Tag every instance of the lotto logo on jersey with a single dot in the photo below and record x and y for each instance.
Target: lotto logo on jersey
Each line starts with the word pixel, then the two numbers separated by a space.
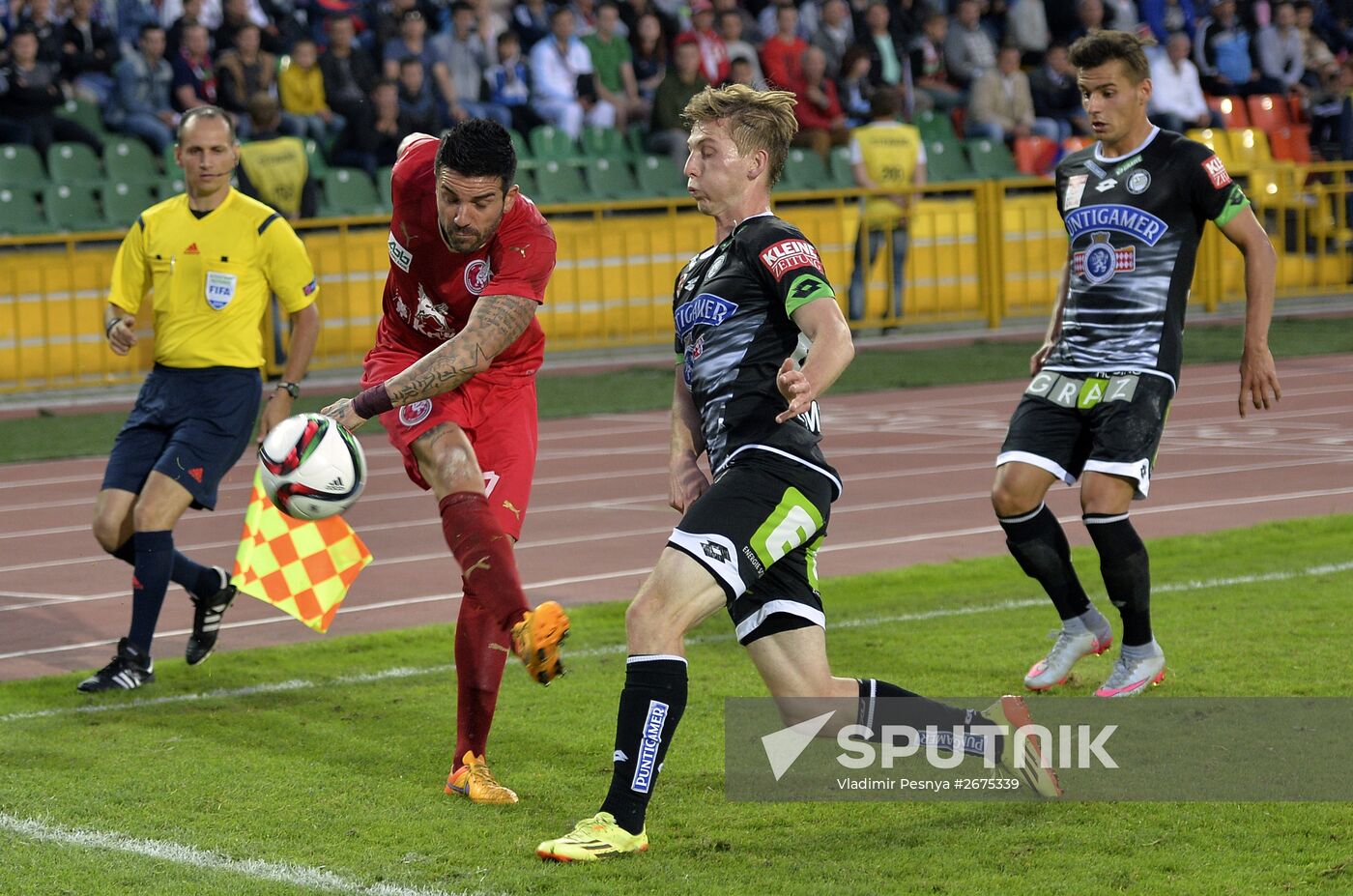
pixel 1102 260
pixel 788 254
pixel 398 254
pixel 1217 172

•••••

*Exercise prompt*
Could you rewrite the rows above with every "jersey" renamed to "shirt" and nothing else changed? Omit the pictures.

*Reply*
Tag every instance of the lotto logo on shirt with a single dot in the photo below and record x and y for each instance.
Target: lotto logo on shirt
Each line starts with the word pixel, then the two numbers separated by a space.
pixel 1102 260
pixel 788 254
pixel 398 254
pixel 1217 172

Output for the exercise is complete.